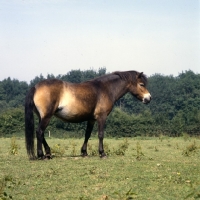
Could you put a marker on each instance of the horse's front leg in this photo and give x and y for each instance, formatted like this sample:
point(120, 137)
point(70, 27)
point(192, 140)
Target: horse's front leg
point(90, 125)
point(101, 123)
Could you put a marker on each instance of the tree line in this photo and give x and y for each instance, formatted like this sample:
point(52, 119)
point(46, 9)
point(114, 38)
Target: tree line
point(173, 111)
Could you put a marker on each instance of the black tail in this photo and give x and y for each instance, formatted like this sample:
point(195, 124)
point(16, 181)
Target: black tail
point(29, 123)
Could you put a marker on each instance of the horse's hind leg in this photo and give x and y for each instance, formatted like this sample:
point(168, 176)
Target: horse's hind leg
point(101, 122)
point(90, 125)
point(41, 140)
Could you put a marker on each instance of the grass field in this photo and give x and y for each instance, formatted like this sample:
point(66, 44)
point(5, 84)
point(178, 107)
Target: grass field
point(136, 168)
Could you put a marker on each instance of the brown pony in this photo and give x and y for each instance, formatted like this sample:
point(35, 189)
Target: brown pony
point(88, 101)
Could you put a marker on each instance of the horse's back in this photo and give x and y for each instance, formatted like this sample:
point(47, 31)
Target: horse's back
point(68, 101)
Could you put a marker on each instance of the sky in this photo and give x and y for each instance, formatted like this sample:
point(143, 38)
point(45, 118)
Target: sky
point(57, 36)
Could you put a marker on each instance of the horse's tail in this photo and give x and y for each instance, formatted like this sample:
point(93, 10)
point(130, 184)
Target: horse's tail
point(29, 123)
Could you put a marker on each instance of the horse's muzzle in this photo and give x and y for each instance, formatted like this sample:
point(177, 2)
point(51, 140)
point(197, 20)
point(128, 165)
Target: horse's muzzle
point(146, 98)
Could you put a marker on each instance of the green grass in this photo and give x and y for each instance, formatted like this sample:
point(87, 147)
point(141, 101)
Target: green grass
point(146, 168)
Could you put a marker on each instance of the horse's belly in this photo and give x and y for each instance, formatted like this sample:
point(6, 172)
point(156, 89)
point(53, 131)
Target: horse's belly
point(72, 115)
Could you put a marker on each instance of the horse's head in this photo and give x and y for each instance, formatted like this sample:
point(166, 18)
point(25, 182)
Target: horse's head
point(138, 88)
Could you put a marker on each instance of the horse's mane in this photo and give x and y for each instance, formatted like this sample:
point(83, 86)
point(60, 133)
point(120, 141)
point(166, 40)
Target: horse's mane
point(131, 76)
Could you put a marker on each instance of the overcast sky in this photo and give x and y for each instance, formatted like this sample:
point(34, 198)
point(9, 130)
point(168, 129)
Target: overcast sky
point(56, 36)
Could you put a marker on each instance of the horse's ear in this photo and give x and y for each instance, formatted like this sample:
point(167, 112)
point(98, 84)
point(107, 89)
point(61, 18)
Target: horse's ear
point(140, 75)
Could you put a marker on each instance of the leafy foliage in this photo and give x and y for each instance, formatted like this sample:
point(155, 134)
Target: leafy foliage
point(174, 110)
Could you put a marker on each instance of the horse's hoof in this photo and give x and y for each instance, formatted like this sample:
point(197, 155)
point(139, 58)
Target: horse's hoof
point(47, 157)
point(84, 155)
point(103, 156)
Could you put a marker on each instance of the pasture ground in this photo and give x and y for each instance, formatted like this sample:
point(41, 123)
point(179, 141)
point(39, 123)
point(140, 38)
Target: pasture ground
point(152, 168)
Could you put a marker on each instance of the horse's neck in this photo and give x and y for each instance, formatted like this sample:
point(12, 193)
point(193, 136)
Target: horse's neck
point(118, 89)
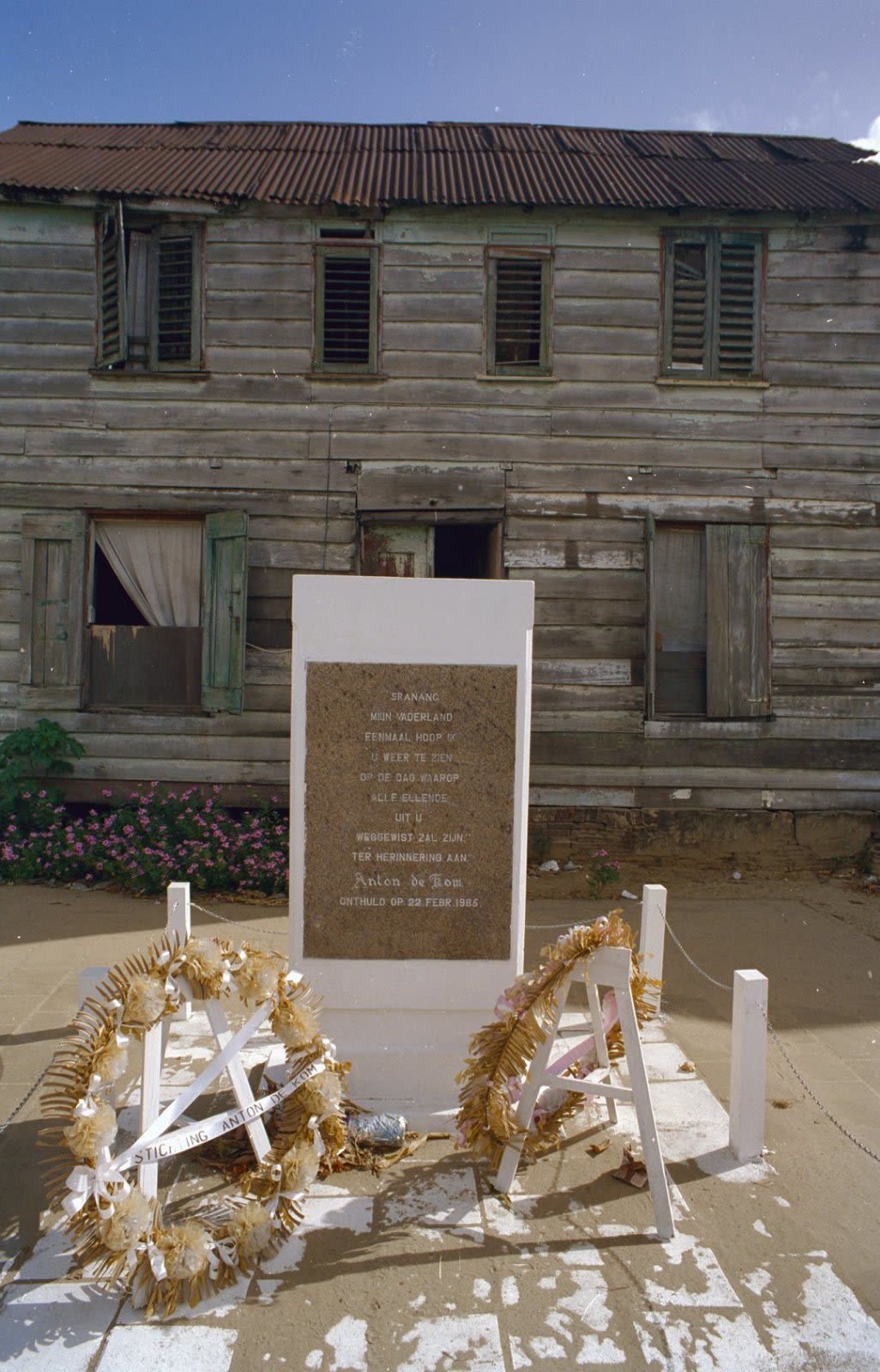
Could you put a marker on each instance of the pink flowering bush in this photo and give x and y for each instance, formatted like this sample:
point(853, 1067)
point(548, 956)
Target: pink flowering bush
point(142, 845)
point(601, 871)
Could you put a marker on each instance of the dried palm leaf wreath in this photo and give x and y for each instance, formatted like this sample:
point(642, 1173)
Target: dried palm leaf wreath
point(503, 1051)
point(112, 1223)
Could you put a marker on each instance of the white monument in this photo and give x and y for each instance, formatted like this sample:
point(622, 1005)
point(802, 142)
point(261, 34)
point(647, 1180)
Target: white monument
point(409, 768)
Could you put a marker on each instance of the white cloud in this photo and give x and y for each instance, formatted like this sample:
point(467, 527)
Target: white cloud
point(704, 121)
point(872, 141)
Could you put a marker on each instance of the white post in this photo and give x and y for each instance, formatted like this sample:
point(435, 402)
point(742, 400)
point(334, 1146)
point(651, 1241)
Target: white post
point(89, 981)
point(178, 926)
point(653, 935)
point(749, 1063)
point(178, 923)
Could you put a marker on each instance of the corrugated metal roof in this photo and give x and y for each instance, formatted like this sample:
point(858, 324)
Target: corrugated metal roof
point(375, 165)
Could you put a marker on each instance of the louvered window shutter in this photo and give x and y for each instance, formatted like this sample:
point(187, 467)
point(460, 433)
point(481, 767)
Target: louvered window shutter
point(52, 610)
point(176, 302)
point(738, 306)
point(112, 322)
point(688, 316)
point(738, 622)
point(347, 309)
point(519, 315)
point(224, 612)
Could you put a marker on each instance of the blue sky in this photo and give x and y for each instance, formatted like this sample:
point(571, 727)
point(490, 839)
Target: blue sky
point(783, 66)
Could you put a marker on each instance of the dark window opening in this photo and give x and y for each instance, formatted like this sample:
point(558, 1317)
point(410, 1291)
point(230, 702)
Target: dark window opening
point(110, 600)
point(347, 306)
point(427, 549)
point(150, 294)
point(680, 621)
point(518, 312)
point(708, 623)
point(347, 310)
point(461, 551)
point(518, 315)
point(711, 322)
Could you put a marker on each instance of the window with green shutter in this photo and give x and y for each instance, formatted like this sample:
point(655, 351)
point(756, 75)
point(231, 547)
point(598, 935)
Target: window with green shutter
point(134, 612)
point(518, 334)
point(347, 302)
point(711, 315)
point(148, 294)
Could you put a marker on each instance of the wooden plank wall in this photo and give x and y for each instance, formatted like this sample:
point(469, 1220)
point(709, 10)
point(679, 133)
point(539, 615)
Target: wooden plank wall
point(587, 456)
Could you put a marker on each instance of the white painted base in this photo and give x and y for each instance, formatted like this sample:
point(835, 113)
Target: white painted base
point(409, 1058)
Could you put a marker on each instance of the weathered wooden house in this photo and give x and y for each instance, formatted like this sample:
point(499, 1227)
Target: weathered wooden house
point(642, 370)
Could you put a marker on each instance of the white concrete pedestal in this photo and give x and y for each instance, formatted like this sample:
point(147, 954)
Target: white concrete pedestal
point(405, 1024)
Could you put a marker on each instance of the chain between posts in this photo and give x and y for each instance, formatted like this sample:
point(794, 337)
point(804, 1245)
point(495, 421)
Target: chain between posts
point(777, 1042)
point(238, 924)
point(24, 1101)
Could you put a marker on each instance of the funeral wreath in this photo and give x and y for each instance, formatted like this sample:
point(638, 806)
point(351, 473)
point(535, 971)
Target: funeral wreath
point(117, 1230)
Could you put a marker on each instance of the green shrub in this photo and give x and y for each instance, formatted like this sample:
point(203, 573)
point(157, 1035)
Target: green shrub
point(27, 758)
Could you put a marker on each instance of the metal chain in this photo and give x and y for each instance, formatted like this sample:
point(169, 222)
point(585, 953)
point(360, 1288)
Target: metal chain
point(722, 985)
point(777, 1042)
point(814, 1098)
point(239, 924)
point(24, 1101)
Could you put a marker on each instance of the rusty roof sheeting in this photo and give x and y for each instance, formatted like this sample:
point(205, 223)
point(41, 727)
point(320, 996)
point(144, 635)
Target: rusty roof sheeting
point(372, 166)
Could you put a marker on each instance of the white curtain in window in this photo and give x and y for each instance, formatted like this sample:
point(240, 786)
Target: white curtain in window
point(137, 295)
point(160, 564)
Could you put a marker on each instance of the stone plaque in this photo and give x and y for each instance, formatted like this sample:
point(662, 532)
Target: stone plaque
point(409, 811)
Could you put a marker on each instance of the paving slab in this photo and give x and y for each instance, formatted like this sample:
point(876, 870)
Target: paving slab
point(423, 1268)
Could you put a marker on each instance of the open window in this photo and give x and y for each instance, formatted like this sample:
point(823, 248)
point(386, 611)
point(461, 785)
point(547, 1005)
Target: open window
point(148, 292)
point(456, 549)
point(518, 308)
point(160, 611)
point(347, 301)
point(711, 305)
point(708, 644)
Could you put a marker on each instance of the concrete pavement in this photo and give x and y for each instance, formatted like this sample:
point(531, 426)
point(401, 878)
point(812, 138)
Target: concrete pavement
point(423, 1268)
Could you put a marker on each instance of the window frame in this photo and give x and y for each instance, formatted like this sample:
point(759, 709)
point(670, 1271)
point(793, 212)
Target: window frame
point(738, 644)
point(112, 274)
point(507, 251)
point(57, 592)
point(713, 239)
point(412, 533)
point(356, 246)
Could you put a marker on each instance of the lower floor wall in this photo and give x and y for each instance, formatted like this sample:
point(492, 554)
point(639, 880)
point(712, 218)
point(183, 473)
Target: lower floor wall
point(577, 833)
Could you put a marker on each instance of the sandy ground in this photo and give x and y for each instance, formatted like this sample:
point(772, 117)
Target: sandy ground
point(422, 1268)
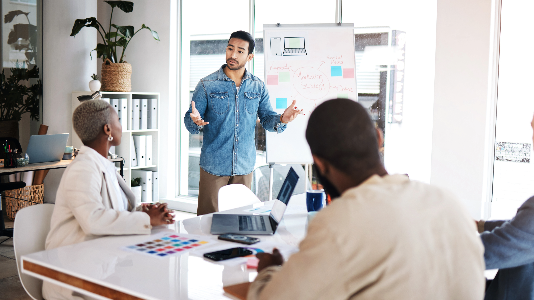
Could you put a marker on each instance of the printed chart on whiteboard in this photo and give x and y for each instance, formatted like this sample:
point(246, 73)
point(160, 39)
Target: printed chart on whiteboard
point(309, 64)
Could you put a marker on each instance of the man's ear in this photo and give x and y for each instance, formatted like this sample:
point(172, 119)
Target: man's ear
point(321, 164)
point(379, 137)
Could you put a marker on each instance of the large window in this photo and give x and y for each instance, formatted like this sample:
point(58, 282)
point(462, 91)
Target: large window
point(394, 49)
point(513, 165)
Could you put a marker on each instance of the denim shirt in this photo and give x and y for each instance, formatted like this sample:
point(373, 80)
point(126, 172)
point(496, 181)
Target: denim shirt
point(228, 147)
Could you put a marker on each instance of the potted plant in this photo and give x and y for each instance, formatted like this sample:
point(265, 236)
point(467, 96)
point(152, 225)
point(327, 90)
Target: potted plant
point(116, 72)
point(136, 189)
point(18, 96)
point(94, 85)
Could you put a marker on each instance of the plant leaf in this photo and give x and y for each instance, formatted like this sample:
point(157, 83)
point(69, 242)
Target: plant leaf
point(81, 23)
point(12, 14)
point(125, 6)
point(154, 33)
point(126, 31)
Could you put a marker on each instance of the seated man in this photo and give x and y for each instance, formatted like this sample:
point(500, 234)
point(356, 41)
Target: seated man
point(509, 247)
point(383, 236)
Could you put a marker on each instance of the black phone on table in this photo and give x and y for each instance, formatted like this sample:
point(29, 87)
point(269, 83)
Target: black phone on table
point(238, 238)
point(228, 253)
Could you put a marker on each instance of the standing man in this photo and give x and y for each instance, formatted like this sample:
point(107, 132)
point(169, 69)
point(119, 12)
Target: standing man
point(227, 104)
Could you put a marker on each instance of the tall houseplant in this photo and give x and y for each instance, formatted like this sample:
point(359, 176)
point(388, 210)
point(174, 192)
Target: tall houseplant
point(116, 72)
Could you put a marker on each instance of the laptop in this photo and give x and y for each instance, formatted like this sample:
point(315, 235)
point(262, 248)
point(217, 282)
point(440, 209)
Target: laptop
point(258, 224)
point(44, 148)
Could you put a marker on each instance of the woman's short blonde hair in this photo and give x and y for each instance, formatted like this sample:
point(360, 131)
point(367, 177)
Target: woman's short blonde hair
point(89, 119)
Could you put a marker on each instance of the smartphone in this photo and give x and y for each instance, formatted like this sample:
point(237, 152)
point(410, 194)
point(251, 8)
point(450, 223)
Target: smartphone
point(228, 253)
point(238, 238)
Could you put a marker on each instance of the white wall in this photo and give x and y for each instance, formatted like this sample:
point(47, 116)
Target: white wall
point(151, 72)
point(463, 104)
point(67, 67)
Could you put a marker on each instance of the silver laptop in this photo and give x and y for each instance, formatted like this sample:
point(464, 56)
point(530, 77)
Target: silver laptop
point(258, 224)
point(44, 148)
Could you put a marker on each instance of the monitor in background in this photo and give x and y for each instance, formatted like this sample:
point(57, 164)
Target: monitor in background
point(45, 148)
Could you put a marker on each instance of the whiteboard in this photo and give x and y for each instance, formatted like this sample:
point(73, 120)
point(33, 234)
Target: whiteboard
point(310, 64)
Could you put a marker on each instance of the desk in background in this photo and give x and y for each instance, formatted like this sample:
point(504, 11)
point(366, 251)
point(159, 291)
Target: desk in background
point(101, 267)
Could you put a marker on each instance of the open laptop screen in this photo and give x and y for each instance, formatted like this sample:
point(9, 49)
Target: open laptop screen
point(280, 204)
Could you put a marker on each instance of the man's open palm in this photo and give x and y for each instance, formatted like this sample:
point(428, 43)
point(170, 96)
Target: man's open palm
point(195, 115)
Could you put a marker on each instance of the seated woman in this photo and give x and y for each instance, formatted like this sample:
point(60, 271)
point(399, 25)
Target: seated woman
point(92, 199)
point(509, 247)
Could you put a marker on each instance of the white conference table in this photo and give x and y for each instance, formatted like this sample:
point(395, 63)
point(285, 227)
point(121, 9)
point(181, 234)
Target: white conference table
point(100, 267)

■ **Work to complete**
Edit the data starting at the line containing "Could you put a marker on each instance of the sandy" and ending at the line containing "point(379, 137)". Replace "whiteboard" with "bulletin board", keep everything else unchanged, and omit the pictures.

■ **Result for this exercise**
Could you put a marker on each instance of the sandy ground in this photo and give x and y for each instance, formatted like this sample:
point(772, 117)
Target: sandy ground
point(422, 1268)
Could you put a marker on each instance of the printed chart on bulletin board in this photo and give x and y for each instance, formatted like this sample:
point(246, 73)
point(160, 39)
Target: printed chart on bulletin board
point(309, 64)
Could you put a marker on each instance of the man's ear in this photo and give x and y for each instance, formatted like this sample:
point(172, 119)
Target: man's ear
point(321, 164)
point(379, 137)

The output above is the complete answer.